### [TEXT PASSAGE]
◇ ◇ ◇ ◇ ◇
Sunday, February 05, 2006

Pangza's Anniversary

Three years ago on this day, Pangza was married; and so did Sister Three (a.k.a. Six Crawl). Sounds much of a coincidence, unless it was not. (For the record, it was 2/4/2003)

Today the couple wanted to have a romantic dinner, without Max around. Was a dinner enough? No fruits? They did spend more than 3 hrs on fruits and kept us waiting for that long before the big day. With such an obsessiveness for fruits, it's amazing to see them returning in 2 hrs, straight from dinner and no leeway whatsoever.

The night after dinner was pretty much eventless. The big gang gathered in front of a 17" monitor and watched a movie, after which a subtle atmosphere of amour inevitably grew in the room ...

Music Night

While I'm alone, I start to try something new. Wife is pretty skittish about sounds when sleeping, whereas I am not. Therefore, I start to put music on throughout the night, although weekends only.

That is a gorgeous experience.

There is a long play list for this, and all tracks are classic music. My favorite musical instrument being classical guitar, music in that is dominant, followed by violin and cello. Pop or country music cannot get into this list, as they don't feel as fluent most of the time, and I don't want to be suddenly waken up by the drummer's impromptu. After several nights' fine tuning (not much), this list is just the right recipe to sooth me into a hypnotized state, and to gently pull me back to reality in the morning with the perfect touch of harmony. The only sadness is that I never have the chance to get the taste of tracks in the middle hours, unless I get up for the bathroom trip which I rarely rarely do.

I remember the years when I had the radio on for the whole long nights from time to time. I'm not sure what the music did or does to my sleep; but in those timeless tunes, my thoughts could just wander into any borderless ecstacy. Finding this neverland again is like getting into touch with a long lost friend, so familiar yet much more to explore.

Saturday, February 04, 2006

Top Gear

Top Gear is a talk program about cars, and it's made in Britain.
◇ ◇ ◇ ◇ ◇
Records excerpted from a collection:
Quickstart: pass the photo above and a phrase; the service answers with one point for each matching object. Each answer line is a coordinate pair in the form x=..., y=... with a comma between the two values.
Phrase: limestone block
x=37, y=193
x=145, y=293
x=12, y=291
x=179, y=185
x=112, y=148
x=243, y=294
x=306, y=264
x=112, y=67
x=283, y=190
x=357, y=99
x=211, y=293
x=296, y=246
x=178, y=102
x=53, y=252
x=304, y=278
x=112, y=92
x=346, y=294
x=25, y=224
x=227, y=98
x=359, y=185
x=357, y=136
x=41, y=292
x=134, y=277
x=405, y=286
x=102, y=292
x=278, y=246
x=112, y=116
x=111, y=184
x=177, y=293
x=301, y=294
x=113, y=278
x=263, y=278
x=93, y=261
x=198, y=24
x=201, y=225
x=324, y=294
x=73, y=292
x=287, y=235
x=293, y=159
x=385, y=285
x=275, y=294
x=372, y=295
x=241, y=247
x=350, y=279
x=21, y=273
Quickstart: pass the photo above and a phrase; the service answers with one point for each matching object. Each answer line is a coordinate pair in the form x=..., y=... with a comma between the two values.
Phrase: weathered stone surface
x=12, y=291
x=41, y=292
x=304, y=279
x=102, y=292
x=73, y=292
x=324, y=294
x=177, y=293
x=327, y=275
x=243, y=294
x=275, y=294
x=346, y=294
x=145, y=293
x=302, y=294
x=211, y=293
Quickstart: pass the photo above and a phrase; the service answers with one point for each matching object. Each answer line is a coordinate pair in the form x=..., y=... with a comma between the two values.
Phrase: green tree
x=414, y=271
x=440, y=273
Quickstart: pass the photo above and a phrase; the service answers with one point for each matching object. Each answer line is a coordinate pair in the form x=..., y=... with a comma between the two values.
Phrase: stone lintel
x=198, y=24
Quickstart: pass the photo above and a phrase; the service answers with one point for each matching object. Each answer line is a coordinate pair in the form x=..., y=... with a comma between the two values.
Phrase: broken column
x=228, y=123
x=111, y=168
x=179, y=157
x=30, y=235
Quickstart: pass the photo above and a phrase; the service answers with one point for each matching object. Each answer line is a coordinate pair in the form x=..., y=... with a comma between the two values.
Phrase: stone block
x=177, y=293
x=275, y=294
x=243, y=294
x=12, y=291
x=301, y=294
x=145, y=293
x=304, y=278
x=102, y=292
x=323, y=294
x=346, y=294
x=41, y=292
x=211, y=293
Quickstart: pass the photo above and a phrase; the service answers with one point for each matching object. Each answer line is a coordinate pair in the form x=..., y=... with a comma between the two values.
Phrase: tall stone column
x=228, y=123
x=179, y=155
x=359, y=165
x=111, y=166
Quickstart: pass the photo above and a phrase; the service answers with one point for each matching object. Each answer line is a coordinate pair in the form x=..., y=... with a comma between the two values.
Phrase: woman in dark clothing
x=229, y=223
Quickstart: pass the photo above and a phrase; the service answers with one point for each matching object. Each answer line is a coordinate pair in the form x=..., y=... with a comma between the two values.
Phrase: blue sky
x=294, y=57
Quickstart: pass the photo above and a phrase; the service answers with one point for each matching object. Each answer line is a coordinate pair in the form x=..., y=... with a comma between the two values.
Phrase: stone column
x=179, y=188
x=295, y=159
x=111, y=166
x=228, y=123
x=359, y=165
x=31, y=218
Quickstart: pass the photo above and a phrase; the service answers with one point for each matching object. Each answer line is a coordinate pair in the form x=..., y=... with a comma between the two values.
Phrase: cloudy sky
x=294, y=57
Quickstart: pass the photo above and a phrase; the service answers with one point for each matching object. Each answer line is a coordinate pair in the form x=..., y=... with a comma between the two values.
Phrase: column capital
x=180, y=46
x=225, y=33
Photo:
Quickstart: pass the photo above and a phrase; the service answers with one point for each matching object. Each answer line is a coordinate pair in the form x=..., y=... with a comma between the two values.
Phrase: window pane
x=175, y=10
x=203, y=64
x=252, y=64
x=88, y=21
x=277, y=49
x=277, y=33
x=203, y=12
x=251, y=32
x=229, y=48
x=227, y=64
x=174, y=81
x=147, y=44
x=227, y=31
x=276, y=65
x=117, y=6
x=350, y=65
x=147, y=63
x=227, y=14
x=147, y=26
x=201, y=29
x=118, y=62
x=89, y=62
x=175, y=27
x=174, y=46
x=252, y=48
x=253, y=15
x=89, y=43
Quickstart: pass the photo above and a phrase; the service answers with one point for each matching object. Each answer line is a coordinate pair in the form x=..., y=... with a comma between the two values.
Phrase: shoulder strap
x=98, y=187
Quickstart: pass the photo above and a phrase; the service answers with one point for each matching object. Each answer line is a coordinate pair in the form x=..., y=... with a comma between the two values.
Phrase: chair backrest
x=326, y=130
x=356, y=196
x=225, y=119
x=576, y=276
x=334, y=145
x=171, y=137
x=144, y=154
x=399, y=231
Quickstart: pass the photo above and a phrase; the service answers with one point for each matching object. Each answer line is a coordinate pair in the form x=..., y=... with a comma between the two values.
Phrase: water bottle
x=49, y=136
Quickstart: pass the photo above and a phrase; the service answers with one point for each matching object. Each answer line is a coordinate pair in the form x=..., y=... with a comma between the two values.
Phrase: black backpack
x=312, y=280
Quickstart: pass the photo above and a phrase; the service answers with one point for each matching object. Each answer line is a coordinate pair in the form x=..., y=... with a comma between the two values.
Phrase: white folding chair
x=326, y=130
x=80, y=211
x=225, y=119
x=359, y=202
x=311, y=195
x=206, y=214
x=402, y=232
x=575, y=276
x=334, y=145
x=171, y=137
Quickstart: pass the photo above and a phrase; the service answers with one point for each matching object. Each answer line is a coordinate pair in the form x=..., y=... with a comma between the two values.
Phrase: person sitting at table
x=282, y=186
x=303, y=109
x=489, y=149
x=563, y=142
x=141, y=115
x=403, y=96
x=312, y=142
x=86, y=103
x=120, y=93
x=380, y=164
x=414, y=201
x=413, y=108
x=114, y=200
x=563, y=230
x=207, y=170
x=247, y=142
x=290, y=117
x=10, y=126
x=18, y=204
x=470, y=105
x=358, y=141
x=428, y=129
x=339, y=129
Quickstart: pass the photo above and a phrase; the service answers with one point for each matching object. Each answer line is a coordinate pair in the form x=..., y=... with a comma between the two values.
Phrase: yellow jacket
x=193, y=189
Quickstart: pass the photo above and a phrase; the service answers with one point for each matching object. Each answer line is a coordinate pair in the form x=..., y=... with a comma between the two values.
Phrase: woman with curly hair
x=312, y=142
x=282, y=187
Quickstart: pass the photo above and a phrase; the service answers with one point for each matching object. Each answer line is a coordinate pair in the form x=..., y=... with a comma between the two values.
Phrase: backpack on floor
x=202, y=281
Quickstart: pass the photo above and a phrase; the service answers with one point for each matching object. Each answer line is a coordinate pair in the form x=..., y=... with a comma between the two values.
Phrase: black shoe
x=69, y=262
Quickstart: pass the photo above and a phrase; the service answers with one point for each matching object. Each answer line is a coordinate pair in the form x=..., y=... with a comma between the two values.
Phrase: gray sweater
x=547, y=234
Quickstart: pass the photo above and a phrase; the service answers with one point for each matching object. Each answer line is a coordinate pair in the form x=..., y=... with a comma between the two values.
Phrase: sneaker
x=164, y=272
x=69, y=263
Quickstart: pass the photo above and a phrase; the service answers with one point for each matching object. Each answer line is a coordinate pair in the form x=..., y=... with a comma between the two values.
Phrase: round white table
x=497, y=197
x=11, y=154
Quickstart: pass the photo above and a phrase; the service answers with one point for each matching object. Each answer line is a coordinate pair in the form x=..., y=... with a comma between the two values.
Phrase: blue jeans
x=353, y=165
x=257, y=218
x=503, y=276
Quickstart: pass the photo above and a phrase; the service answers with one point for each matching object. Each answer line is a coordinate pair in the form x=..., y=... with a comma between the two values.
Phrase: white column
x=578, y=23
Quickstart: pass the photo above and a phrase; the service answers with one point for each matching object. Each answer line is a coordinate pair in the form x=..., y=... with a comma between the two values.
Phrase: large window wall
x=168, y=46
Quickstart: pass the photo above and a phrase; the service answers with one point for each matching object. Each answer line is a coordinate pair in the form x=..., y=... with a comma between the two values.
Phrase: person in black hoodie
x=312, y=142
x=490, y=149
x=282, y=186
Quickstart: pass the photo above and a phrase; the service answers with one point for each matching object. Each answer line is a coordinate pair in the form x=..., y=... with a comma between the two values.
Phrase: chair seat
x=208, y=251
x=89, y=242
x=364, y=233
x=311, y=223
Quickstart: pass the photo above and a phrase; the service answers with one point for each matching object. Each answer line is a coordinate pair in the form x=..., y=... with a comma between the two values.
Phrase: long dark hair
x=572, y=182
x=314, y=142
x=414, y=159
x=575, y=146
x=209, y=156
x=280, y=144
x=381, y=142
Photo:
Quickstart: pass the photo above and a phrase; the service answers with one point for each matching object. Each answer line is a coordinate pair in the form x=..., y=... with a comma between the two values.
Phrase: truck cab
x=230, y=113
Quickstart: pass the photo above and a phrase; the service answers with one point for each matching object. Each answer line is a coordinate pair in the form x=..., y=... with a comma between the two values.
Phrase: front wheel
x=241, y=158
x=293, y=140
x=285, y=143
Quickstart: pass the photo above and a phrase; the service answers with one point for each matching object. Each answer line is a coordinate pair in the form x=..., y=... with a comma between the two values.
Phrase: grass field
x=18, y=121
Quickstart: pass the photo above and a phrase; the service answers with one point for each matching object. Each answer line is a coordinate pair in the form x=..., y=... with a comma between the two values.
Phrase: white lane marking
◇ ◇ ◇ ◇ ◇
### [OBJECTIVE 1]
Answer these questions from the blog excerpt:
(a) On what date was Pangza married?
(b) Which musical instrument is the writer's favorite?
(c) In what country is Top Gear made?
### [OBJECTIVE 2]
Print the blog excerpt from "Three years ago" up to and including "no leeway whatsoever.".

### [REPLY 1]
(a) 2/4/2003
(b) Classical guitar
(c) Britain

### [REPLY 2]
Three years ago on this day, Pangza was married; and so did Sister Three (a.k.a. Six Crawl). Sounds much of a coincidence, unless it was not. (For the record, it was 2/4/2003)

Today the couple wanted to have a romantic dinner, without Max around. Was a dinner enough? No fruits? They did spend more than 3 hrs on fruits and kept us waiting for that long before the big day. With such an obsessiveness for fruits, it's amazing to see them returning in 2 hrs, straight from dinner and no leeway whatsoever.